─── EXCERPT TO READ ───

Judith Williamson

This weekend I have spent some time reading three articles by Judith Williamson on the interpretation of advertisements.  What is of interest to me as a photographer is the degree to which one can interpret the advertisement and how it sets about having an impact on the reader.  This is important from my perspective to see how I should both interpret an image and how I may build meaning into an image of my own.

The first article was analysing a ‘Camcorder Advertisement[1] in which she compares it to a similar advertisement some 35 years earlier.  The link with capturing memories is key and the inclusion of children.  I find two other elements interesting:  The fact that the moment to be captured is depicted as being untamed.  The association of having to capture something that is untamed is key.  Also, that the recent advert brings in the element of time being precious and limited.

In A Currency of Signs[2] she describes how linkages are made through colour in adverts.  Examples of these links are “Connecting an object with an object” or ‘Connecting the object and a person” etc.  Although the colour itself is not important, it is the link or correlation that it makes that is important.

“what is important is that ads in all media make these connections, through formal techniques, not on the level of the overt signified but via the signifiers”

─── EXTRACTED INFORMATION ───

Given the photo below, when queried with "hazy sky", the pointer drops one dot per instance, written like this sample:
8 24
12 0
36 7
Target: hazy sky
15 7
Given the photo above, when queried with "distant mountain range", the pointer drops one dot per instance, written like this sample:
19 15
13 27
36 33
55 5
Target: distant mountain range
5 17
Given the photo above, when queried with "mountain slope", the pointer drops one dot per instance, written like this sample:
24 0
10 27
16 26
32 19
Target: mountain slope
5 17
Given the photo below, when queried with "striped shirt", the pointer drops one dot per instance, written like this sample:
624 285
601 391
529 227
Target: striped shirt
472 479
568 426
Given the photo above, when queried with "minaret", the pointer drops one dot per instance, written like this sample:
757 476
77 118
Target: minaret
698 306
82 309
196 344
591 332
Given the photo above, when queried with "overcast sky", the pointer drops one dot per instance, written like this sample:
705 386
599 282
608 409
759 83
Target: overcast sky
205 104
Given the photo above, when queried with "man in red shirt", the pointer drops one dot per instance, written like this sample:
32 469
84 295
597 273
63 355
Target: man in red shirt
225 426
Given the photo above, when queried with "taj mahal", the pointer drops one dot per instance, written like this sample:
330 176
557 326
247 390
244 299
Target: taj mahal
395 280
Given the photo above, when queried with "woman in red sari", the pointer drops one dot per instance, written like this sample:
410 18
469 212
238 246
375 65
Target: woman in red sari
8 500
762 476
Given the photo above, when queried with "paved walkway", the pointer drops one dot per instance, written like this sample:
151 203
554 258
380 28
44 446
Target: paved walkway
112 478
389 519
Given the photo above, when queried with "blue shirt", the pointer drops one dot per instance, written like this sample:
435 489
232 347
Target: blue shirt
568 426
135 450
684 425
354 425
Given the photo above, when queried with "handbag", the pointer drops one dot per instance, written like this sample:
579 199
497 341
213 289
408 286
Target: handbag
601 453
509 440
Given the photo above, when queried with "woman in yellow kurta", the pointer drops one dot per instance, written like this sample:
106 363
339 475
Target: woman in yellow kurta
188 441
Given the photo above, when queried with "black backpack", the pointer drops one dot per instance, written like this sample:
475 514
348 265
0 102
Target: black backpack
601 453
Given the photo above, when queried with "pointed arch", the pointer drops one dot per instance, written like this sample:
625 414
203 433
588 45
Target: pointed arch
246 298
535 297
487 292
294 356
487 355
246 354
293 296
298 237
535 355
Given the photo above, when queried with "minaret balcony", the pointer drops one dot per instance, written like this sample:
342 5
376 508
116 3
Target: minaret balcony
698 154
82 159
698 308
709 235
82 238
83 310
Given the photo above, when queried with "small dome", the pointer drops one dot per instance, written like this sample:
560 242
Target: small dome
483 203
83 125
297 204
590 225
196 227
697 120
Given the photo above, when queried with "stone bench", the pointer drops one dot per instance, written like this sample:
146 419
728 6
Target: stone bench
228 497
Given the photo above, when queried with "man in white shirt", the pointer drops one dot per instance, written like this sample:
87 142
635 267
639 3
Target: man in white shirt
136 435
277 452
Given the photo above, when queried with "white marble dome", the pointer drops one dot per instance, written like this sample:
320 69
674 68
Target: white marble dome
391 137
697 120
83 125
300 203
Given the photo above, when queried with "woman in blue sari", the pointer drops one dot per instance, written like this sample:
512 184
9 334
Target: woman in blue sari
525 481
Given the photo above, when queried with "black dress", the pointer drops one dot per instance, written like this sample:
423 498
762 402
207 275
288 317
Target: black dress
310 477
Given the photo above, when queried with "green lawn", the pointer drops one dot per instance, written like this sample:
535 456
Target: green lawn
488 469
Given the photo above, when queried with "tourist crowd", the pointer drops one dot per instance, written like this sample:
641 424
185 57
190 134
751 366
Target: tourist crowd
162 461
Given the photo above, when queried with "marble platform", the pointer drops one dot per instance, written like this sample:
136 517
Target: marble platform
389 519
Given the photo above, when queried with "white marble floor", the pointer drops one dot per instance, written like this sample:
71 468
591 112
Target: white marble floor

───

§ THE TASKS:
**A)** From the post on Judith Williamson above, list the features the writer points out in the camcorder advertisement.
**B)** Shorten the paragraph of the Judith Williamson post that begins "In A Currency of Signs" into one or two sentences, keeping its main points.
**C)** Please carry on the post about Judith Williamson's articles from the point where it stops.

§ ANSWERS FOR THE TASKS:
**A)**
- The link with capturing memories
- The inclusion of children
- The moment to be captured shown as untamed
- Time presented as precious and limited

**B)** In A Currency of Signs, Williamson shows how adverts use color to make links, such as connecting one object with another or an object with a person. The color itself matters less than the connection it creates.

**C)**
She then goes on to expand on her theory through discussing different ways in which the connections are made:  Differentiation, The finished connection:  ‘An Objective Correlative”, Product as signified, Product as Signifier, Product as Currency.

In her analysis she states:

“Advertisements appropriate the formal relations of pre-existing systems of differences. They use distinctions existing in social mythologies to create distinctions between products: this seems like the reverse of ‘totemism’, where things are used to differentiate groups of people: however the differentiating process in advertisements works in both directions simultaneously.”

This seems to be the critical issue, being able to connect elements that we know and have a feeling or emotion to with the product that is being advertised.

Finally, an analysis of Judith Williamson in Critical Social Research by Lee Harvey[3].  This is a particularly good summary of Judith Williamson’s method of analysis and can be summarized as:

“An advertisement, then, makes a connection that evokes meaning for the reader between the object being sold and some referent. This is done through juxtaposition and other formal elements in the advertisement. The link between the product and the referent can be made by colour; by formal arrangement; by linguistic connection, such as a pun, or replacing one for the other in a narrative.”

Much is said and written about the interpretation of photographs and the use of metaphor in images.  Having read these articles provides me with some insight into this and how the process of interpretation may take place.  By no means so I fully understand this nor am I able to apply this theory fully in practice, but at least I have a starting point and the beginnings of an understanding of how to proceed.


[1] Judith Williamson in the Autumn 2012 (Issue 72) of SOURCE magazine.

[2] Williamson, Judith. A currency of signs. In Decoding Advertisements: Ideology and Meaning in Advertising. London: Marion Boyars, 20-39. Reprinted with the permission of Marion Boyars Publishers Inc.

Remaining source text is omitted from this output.